Page text:
The Social Media Expert in Its Natural Habitat
There are words and phrases that produce a specific physical reaction in me. "Homework" did it for years. "Season finale" still does. And lately, sitting comfortably at the top of that list: "social media." Not the platforms themselves—the people who announce, whenever there is a gap in conversation, that they are experts in it.
You know the type. The kid who used to score points reciting math theorems and counting his acne is now a self-appointed social media strategist, and he has a lot of thoughts. He goes to roundtable evenings with other strategists. He can talk about Twitter versus Facebook for two hours without noticing anyone has left the room. He works either at a trendy agency or from a home office furnished entirely with things that look like they were designed in Stockholm. Individually, I find this almost charming. A person has found a tribe. Fine.
What I can’t stand is the destination this leads to: someone in a meeting room convincing a brand that any product—no matter how useless, no matter how nakedly pointless—can be made to trend if you just shove it through enough social channels. Get people to become fans of it on Facebook. Get bloggers to post about it. "But what does it actually do?" "Doesn’t matter—reach, baby, reach!" Advertising 3.0. Viral marketing 2.0. The same old contempt for the audience in a newer, shinier costume.

Collection entries:

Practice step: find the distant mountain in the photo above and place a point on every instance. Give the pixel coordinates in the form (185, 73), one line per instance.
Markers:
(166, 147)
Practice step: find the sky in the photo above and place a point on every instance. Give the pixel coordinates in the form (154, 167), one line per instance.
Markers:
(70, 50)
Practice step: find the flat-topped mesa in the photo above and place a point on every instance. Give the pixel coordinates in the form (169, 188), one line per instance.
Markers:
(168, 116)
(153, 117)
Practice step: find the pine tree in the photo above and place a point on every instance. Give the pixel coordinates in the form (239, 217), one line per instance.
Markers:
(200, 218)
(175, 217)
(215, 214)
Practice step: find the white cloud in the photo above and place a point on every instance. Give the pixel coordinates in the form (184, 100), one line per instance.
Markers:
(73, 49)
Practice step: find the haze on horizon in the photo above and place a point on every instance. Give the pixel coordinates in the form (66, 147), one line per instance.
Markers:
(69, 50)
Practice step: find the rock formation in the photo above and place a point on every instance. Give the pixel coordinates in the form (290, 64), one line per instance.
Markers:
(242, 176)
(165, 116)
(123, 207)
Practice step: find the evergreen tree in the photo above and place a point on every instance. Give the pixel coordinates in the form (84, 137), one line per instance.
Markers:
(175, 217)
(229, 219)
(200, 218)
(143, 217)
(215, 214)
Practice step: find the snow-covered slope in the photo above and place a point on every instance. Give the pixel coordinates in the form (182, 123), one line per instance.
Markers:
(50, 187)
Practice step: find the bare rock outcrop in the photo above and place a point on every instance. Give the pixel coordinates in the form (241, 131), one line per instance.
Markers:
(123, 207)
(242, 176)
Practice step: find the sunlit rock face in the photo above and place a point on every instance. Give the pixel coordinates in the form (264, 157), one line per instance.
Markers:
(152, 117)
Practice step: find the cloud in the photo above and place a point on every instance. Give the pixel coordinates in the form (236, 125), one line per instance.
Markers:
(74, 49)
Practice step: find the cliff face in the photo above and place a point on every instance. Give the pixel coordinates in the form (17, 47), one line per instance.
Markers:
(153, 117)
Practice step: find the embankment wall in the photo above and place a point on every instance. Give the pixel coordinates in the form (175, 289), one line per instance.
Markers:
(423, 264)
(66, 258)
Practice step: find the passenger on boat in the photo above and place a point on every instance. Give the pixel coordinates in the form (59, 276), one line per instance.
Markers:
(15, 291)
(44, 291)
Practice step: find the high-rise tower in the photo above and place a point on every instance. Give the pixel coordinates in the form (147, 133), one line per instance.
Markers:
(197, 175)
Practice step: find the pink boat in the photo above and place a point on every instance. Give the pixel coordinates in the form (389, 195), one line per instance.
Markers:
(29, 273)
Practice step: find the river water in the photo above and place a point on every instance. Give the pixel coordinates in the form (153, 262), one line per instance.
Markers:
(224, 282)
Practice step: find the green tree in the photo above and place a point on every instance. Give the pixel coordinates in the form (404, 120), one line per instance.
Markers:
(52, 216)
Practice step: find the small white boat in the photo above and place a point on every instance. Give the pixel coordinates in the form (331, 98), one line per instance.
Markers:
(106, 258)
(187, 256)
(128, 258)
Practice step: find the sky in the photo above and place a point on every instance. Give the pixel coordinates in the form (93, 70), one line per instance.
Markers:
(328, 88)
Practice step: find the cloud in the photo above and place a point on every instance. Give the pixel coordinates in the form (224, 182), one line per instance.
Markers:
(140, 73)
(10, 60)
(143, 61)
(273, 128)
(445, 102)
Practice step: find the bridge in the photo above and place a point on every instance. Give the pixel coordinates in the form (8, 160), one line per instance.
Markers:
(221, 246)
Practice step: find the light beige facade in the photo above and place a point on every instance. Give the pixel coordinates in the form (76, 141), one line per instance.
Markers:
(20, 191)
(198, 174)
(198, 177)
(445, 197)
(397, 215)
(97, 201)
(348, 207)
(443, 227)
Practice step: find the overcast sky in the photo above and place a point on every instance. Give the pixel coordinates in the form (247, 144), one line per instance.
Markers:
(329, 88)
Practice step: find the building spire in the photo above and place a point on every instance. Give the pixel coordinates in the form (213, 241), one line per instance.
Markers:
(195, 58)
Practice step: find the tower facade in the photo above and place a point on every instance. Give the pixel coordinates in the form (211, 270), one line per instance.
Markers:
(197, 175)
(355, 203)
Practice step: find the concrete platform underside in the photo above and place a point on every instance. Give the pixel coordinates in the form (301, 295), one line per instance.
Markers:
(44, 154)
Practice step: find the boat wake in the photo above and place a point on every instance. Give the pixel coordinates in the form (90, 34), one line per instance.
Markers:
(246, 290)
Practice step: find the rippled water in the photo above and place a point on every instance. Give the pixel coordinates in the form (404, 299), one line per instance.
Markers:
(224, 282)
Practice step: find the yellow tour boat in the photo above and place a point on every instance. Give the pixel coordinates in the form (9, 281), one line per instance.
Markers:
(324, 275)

==

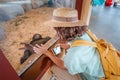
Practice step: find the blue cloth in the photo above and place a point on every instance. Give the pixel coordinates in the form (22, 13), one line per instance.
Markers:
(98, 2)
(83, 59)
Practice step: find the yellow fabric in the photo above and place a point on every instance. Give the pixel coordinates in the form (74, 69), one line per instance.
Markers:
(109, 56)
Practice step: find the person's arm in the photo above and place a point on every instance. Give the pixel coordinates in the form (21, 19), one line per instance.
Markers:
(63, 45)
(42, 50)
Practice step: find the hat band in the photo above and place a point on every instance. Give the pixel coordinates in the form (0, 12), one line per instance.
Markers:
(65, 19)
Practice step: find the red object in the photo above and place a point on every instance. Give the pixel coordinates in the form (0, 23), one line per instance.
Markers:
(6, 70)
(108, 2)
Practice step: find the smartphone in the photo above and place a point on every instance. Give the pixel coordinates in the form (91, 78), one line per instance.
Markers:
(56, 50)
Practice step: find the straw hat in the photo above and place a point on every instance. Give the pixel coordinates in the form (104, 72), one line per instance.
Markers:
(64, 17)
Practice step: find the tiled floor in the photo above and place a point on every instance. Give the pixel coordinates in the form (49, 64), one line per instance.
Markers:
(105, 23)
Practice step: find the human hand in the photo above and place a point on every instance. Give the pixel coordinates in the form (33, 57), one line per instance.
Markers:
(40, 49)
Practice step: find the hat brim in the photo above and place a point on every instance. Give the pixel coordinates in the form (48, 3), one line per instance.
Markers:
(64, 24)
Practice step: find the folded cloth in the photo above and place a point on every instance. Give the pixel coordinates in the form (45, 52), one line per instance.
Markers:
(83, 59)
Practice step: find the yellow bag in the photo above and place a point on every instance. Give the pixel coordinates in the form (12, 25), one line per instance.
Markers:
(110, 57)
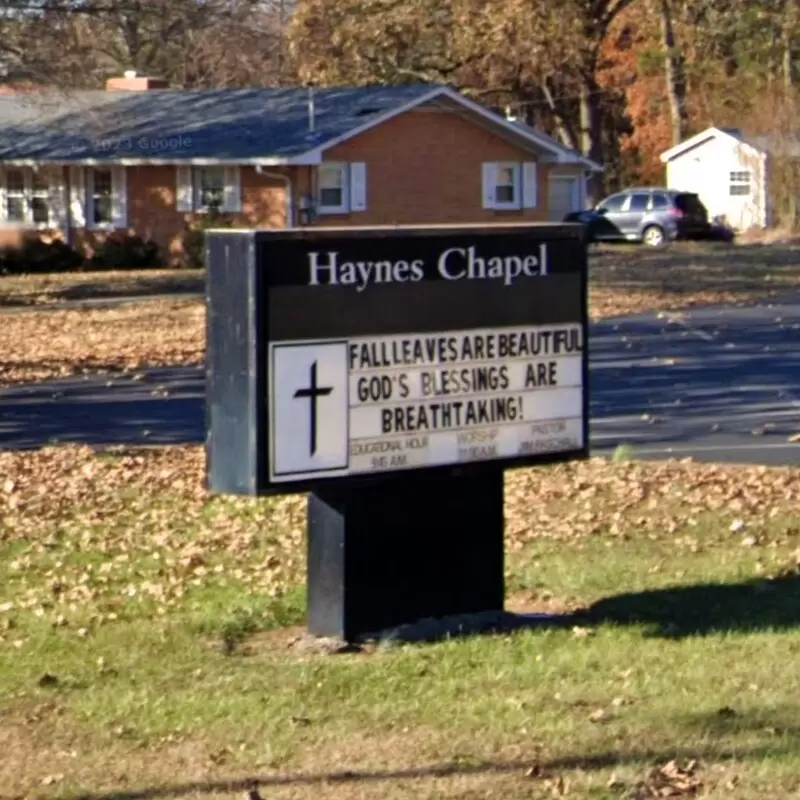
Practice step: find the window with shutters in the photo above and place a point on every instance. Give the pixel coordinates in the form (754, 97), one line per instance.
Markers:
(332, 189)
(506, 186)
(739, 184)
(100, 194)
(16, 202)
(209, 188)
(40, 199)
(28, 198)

Prompt:
Transcribe the part of the essay on social media experts that begins with the words containing "The Social Media" and ends with "experts in it.". The records have no connection to the essay on social media experts.

Exercise answer:
The Social Media Expert in Its Natural Habitat
There are words and phrases that produce a specific physical reaction in me. "Homework" did it for years. "Season finale" still does. And lately, sitting comfortably at the top of that list: "social media." Not the platforms themselves—the people who announce, whenever there is a gap in conversation, that they are experts in it.